(TASK DESCRIPTION): Write every line of the rows below as a JSON list of strings, one string per line, with blank lines and the pictures left out.

(RECORDS FOR THE EXERCISE):

-*-*-

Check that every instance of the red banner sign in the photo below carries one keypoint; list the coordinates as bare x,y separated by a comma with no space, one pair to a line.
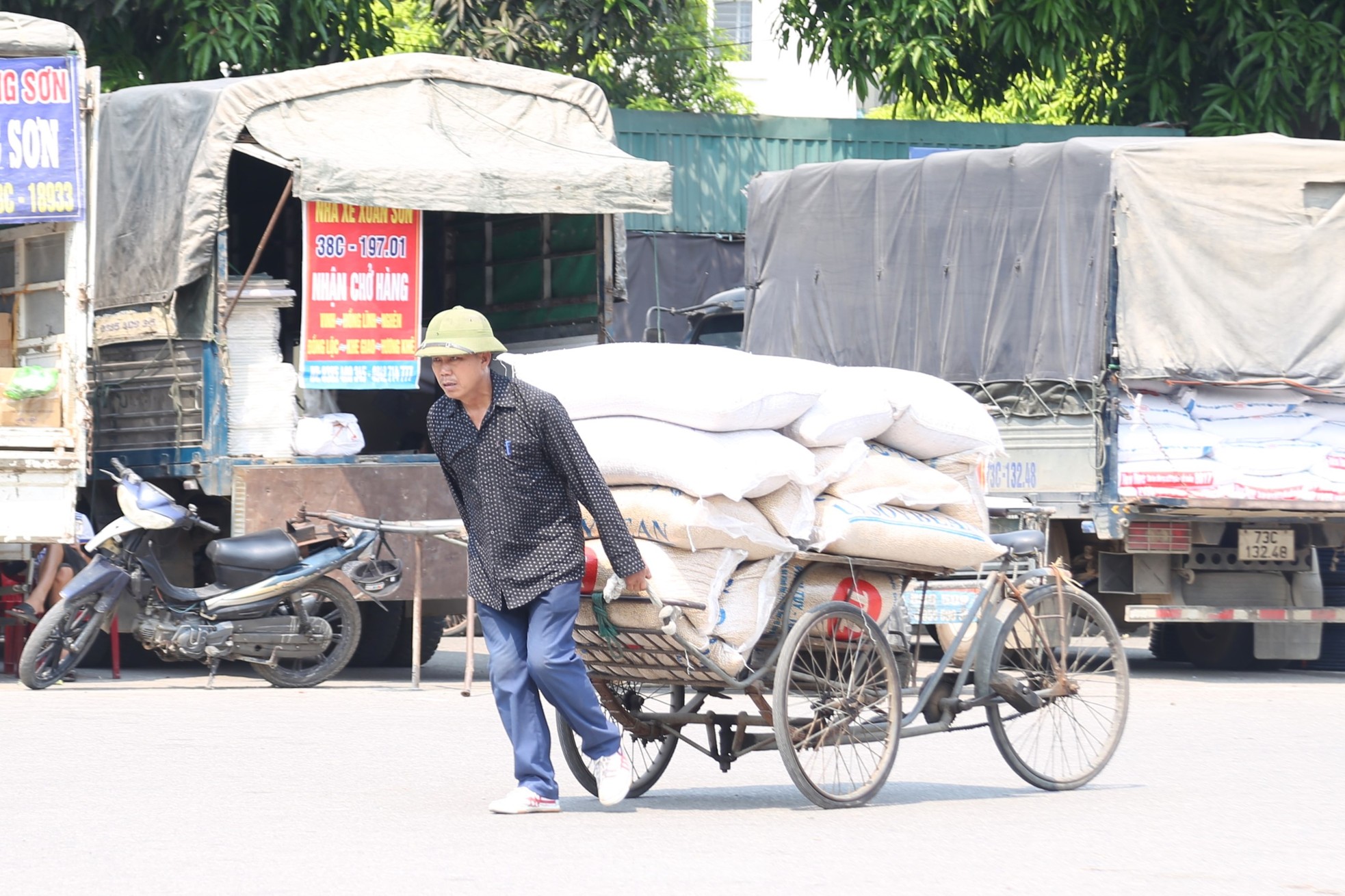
362,296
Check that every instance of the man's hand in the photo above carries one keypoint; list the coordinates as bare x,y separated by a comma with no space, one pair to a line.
639,583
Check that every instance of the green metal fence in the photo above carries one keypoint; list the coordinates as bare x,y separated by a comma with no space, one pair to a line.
714,157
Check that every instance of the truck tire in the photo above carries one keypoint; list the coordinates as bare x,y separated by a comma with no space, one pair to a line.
432,631
377,635
1218,645
1165,644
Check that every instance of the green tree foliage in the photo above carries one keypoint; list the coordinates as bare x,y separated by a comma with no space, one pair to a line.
1214,66
163,40
644,54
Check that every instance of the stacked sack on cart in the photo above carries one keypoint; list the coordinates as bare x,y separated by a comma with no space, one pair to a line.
728,464
1232,443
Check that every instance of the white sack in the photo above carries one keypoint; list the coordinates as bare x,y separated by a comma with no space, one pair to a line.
889,477
634,451
1155,443
1175,479
1222,403
790,510
704,386
1274,428
1155,410
328,436
678,575
677,520
850,408
967,470
1268,458
747,603
934,417
874,591
1329,434
1325,407
883,531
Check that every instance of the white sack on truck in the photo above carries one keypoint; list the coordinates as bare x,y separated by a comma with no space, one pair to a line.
635,451
679,575
874,591
708,388
883,531
678,520
852,408
932,417
1154,410
1270,428
1223,403
1162,443
889,477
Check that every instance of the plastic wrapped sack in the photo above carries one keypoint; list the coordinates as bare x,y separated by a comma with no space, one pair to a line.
328,436
1268,458
883,531
934,417
1154,410
889,477
703,386
1162,443
679,575
1223,403
677,520
1274,428
33,382
852,408
634,451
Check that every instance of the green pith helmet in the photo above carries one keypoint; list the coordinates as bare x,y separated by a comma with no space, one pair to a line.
459,331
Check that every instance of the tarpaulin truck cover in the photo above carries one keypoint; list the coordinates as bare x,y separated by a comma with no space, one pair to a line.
994,264
413,131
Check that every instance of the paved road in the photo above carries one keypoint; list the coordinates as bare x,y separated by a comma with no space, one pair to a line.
1225,783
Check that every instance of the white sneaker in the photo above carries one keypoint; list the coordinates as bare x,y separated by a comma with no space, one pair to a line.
614,778
521,801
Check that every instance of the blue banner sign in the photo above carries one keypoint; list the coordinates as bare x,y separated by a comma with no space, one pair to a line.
42,143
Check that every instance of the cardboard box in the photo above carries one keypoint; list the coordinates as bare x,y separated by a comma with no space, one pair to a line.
5,341
31,412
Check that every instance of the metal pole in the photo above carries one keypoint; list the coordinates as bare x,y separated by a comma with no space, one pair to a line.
471,648
416,623
265,239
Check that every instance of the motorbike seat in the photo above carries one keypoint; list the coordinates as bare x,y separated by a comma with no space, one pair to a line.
267,551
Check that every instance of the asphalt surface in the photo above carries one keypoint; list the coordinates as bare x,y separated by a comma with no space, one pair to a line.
1225,783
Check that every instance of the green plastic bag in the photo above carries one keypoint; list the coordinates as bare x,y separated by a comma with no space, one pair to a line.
33,382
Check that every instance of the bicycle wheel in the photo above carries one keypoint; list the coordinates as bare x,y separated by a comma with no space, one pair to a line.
837,705
1066,741
49,655
649,754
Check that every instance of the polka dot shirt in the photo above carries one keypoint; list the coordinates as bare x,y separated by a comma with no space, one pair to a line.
518,482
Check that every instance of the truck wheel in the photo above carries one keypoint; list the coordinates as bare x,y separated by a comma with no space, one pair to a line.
1165,644
432,631
1218,645
378,633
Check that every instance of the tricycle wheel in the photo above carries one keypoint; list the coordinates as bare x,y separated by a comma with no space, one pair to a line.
1066,740
837,705
649,754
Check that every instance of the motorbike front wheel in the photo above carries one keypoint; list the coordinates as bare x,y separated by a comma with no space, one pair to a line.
330,601
49,655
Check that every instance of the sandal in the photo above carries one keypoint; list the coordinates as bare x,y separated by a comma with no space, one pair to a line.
25,612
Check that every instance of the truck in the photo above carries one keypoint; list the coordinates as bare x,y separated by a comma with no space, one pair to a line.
1080,291
270,248
47,107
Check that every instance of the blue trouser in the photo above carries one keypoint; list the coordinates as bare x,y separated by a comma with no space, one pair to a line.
533,650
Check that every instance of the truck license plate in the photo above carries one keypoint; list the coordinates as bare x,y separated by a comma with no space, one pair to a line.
1266,544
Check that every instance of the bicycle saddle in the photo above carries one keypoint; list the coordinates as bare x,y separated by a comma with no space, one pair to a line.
1023,541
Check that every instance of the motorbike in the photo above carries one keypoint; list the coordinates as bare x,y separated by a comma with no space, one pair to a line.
268,606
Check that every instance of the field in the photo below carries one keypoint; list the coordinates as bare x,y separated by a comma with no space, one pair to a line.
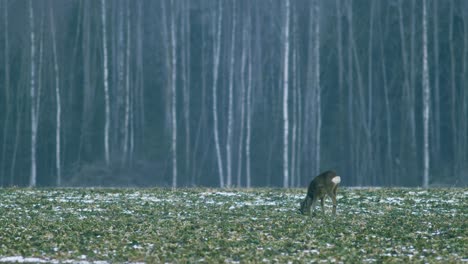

-*-*-

(WRITTEN REPLY):
[
  "Check that every instance of the red banner sign in the photo below carries one keypoint; list the coordinates as bare x,y separated by a comma with no space, one pair to a line.",
  "362,296",
  "Check that every instance of the man's hand in the photo above carries one keypoint; list the coordinates as bare x,y separated by a comma with no space, one pair to a line.",
  "639,583",
  "Check that every instance of the green metal fence in the photo above carries one keypoint; list the coordinates as bare x,y separated by a comma with no space, one pair to a line.",
  "714,157",
  "Check that every instance of the truck tire in the photo above carries one keypoint; list the coordinates as bare x,y separated by a comma with no space, one pair to a line.",
  "432,631",
  "377,635",
  "1218,645",
  "1165,644",
  "Check that every instance of the green tree foliage in the photo above carries one keypoint; list the coordinates as bare x,y separated by a comma with no space, one pair to a line.",
  "1214,66",
  "163,40",
  "644,54",
  "Check that every instance of the stacked sack on cart in the photo above carries one keypoint; list the coordinates as bare x,y separated by a comma with no space, one pair to a line.",
  "728,464",
  "1232,443",
  "Check that every instance of the white sack in the photo above carries one keypoint; list the coordinates as bare x,y separated by a comma with no space, one pair to a line.",
  "889,477",
  "634,451",
  "1155,443",
  "1175,479",
  "1222,403",
  "790,510",
  "704,386",
  "1274,428",
  "1155,410",
  "328,436",
  "678,575",
  "677,520",
  "850,408",
  "967,470",
  "1268,458",
  "747,603",
  "934,417",
  "874,591",
  "1329,434",
  "1325,407",
  "883,531",
  "Check that every instance of the white sack on truck in the photo above carries one keypoint; list the coordinates as bare x,y separated by a comma with no space, one pair to a line.",
  "635,451",
  "679,575",
  "874,591",
  "708,388",
  "883,531",
  "678,520",
  "852,408",
  "932,417",
  "1154,410",
  "1270,428",
  "1223,403",
  "1162,443",
  "889,477",
  "Check that every instance of the plastic wrapped sack in the photo above carries one keypoint; list the coordinates as bare x,y separated by a comma with no space, one pair to a line.",
  "328,436",
  "1268,458",
  "883,531",
  "934,417",
  "1154,410",
  "889,477",
  "703,386",
  "1162,443",
  "679,575",
  "1223,403",
  "677,520",
  "1274,428",
  "33,382",
  "852,408",
  "634,451",
  "Check that every instance of the green pith helmet in the photo above carries one keypoint; list the coordinates as bare x,y separated by a comma with no space, one pair to a line.",
  "459,331",
  "Check that every instance of the tarpaulin truck cover in the photo above carries one keypoint; list the coordinates as bare x,y separated by a comma with no space, one pair to a line.",
  "994,264",
  "413,131",
  "Check that every instance of the paved road in the photo above carries one keypoint; list the coordinates as bare x,y separated by a comma with no space, one pair to a line.",
  "1225,783",
  "Check that every instance of the white sneaker in the photo above carries one keypoint; list the coordinates as bare x,y separated by a comma with no space, one pair to a line.",
  "614,778",
  "521,801",
  "Check that every instance of the blue banner sign in the photo above carries one keypoint; list the coordinates as bare x,y separated by a comma with no space, one pair to a line.",
  "42,143",
  "Check that every instance of the cardboard box in the photo above carries one keypoint; list the coordinates as bare x,y separated by a comma with no space, one pair to a line.",
  "5,341",
  "31,412",
  "Check that every instance of the metal pole in the photo above carries one keypoint; list the coordinates as bare x,y separated by a comma with no space, one pair to a line.",
  "471,648",
  "416,623",
  "265,239",
  "Check that every instance of the motorbike seat in the photo above carries one keypoint; list the coordinates as bare x,y separated by a comma with no space, one pair to a line.",
  "267,551",
  "Check that every instance of the asphalt surface in the photo above carries one keypoint; list the coordinates as bare x,y separated by a comma with no space, one pair to a line.",
  "1225,783",
  "Check that every instance of the green plastic bag in the photo above carries one keypoint; list the coordinates as bare x,y separated by a comma with no space, one pair to a line.",
  "33,382",
  "Check that every instance of the bicycle wheel in the photo above carries one keypoint; list the coordinates as bare x,y separated by a comma with no space, one pair to a line.",
  "837,705",
  "1066,741",
  "49,655",
  "649,754",
  "Check that every instance of the polka dot shirt in the photo above carries one keypoint; list the coordinates as bare x,y separated by a comma with no space, one pair to a line.",
  "518,482",
  "Check that every instance of the truck wheel in the photo above carries one keypoint; list the coordinates as bare x,y separated by a comma with no space, one pair to a line.",
  "1165,644",
  "432,631",
  "1218,645",
  "378,633",
  "Check that every instance of the tricycle wheel in the photo above carries one keypoint; list the coordinates as bare x,y separated by a comma with no space, one pair to a line.",
  "1066,740",
  "837,705",
  "649,754",
  "Check that every instance of the motorbike front wheel in the photo above carries one keypoint; list the coordinates as bare x,y separated by a comma with no space, one pair to a line.",
  "330,601",
  "49,655",
  "Check that every instance of the sandal in the photo above carries one keypoint; list the coordinates as bare x,y separated by a comma with no space, one pair to a line.",
  "25,612",
  "Check that every instance of the truck in the photo above carries one keypoint; list the coordinates as bare x,y separated by a comma with no space, one pair to a line.",
  "1080,291",
  "270,248",
  "47,107",
  "Check that every instance of the blue trouser in the photo above carries one keypoint; list the coordinates as bare x,y separated by a comma with no space, one pair to a line.",
  "533,650",
  "Check that every instance of the truck license plate in the photo above carries one keypoint; list the coordinates as bare x,y separated by a comma with no space, one pair to a line.",
  "1266,544",
  "Check that every instance of the bicycle saddle in the photo above carries one keypoint; list the coordinates as bare x,y separated by a comma with no space, one pair to a line.",
  "1023,541",
  "Check that every instance of the motorbike in the photo above carries one keypoint; list the coordinates as bare x,y separated by a comma with no space, one pair to a line.",
  "268,606",
  "Check that every instance of the field in the photo below carries one keypoint; list the coordinates as bare x,y separated by a comma with no space, one pair to a line."
]